◆ PASSAGE TO READ ◆
↓

Hypertensive Crisis
Reference (APA Style): Yeo, T.P., Burrell, S.A. (2010). "Hypertensive crisis in an era of escalating health care changes." The Journal for Nurse Practitioners. 6 (5): 338-346.
This article provides a tremendous amount of analysis into the medical condition known as hypertension, which contributes to hypertensive crises. The latter is a more severe and detrimental version of the former. Additionally, the latter is also stratified into both hypertensive urgency and hypertensive emergency.
The article is written in a format where it serves to provide crucial information about hypertension to those who will be treating patients afflicted with it -- Advanced Practice Nurses. The authors initiate the article with a fair amount of background information including those most likely affected with this malady (which largely includes the elderly, African-Americans, obese people, and those without health care) its rate of incidence, and the amount of money that is spent treating this condition on an annual basis. The authors examine the particulars associated with general hypertension and with hypertensive crises, and then spend the bulk of the article discussing myriad causes and forms of treatment for people in various stages of these conditions.
A fairly good portion of this manuscript details highly specific narcotic and medical treatment that is used to counteract this condition. The authors also discuss some other less conventional means of enacting hypertensive crises, such as through the usage of the narcotic cocaine. The article concludes by implying that an increase in medication related to blood pressure and hypertension can help reduce the rate of incidence of this condition and also make it more livable for those who already have it.
Bullet Points
There are distinct symptoms for hypertensive emergency (220/140 mmHg) and for hypertensive urgency. The former include dysarthria, shortness of breath, nocturia, chest pain and weakness.
Symptoms for hypertensive urgency (180/120 mmHg) include edema, epistasis, headaches, and patients who frequently are asymptomatic.
The drugs of choice that nurses can select from to treat hypertensive crises patients include ACE inhibitors, nicardipine, loop diuretics, fenoldopam, labetolol, and esmolol, among others.
Aortic dissections are a principle cause of severe hypertension.
The purpose of therapy for hypertensive emergency is to lower the mean arterial pressure by 25% of the initial blood pressure, at most, within a couple of hours -- practitioners do not want to reduce the mean arterial pressure too much.
The goal of therapy for hypertensive urgency is to decrease the patient's blood pressure over a period of 12 to 24 hours.

↑

Can you quote the entire hypertensive crisis review above word for word?

◆ EXCERPTED DATA ◆

↓

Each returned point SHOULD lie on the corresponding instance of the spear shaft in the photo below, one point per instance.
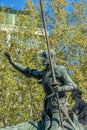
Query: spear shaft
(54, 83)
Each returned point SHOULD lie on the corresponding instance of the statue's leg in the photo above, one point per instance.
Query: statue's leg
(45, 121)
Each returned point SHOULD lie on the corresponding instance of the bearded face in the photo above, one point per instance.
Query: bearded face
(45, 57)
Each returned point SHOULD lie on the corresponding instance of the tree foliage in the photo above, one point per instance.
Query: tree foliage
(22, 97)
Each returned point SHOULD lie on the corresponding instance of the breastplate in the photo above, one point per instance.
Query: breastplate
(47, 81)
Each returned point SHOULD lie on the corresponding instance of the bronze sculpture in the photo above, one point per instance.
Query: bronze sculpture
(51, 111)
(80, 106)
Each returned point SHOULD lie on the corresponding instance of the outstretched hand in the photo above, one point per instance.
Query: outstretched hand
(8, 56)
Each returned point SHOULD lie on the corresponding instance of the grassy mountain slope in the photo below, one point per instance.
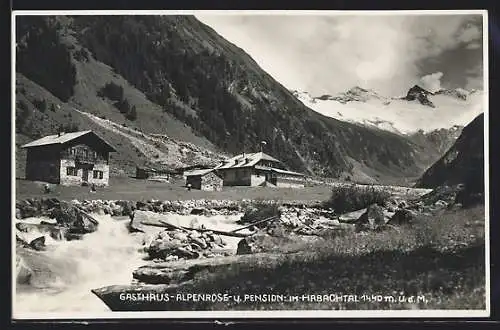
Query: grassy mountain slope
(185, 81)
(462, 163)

↑
↓

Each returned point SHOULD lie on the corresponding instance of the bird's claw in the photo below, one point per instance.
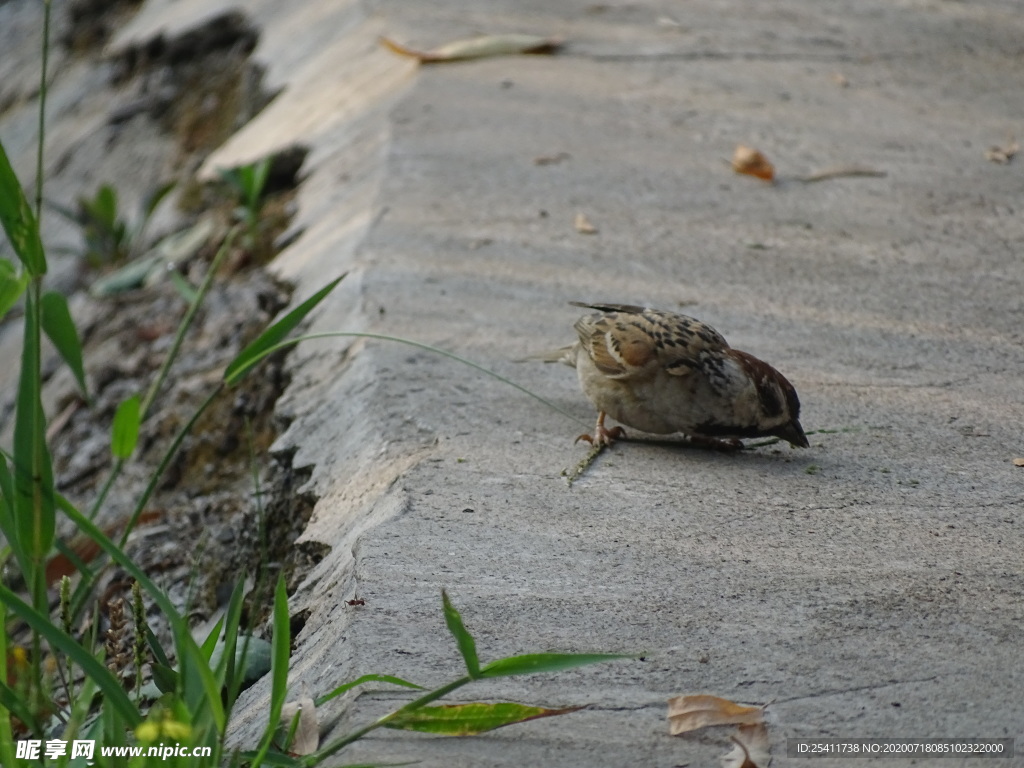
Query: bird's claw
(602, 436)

↑

◆ WRITTEN SOLUTION ◆
Hypertensive Crisis
Reference (APA Style): Yeo, T.P., Burrell, S.A. (2010). "Hypertensive crisis in an era of escalating health care changes." The Journal for Nurse Practitioners. 6 (5): 338-346.
This article provides a tremendous amount of analysis into the medical condition known as hypertension, which contributes to hypertensive crises. The latter is a more severe and detrimental version of the former. Additionally, the latter is also stratified into both hypertensive urgency and hypertensive emergency.
The article is written in a format where it serves to provide crucial information about hypertension to those who will be treating patients afflicted with it -- Advanced Practice Nurses. The authors initiate the article with a fair amount of background information including those most likely affected with this malady (which largely includes the elderly, African-Americans, obese people, and those without health care) its rate of incidence, and the amount of money that is spent treating this condition on an annual basis. The authors examine the particulars associated with general hypertension and with hypertensive crises, and then spend the bulk of the article discussing myriad causes and forms of treatment for people in various stages of these conditions.
A fairly good portion of this manuscript details highly specific narcotic and medical treatment that is used to counteract this condition. The authors also discuss some other less conventional means of enacting hypertensive crises, such as through the usage of the narcotic cocaine. The article concludes by implying that an increase in medication related to blood pressure and hypertension can help reduce the rate of incidence of this condition and also make it more livable for those who already have it.
Bullet Points
There are distinct symptoms for hypertensive emergency (220/140 mmHg) and for hypertensive urgency. The former include dysarthria, shortness of breath, nocturia, chest pain and weakness.
Symptoms for hypertensive urgency (180/120 mmHg) include edema, epistasis, headaches, and patients who frequently are asymptomatic.
The drugs of choice that nurses can select from to treat hypertensive crises patients include ACE inhibitors, nicardipine, loop diuretics, fenoldopam, labetolol, and esmolol, among others.
Aortic dissections are a principle cause of severe hypertension.
The purpose of therapy for hypertensive emergency is to lower the mean arterial pressure by 25% of the initial blood pressure, at most, within a couple of hours -- practitioners do not want to reduce the mean arterial pressure too much.
The goal of therapy for hypertensive urgency is to decrease the patient's blood pressure over a period of 12 to 24 hours.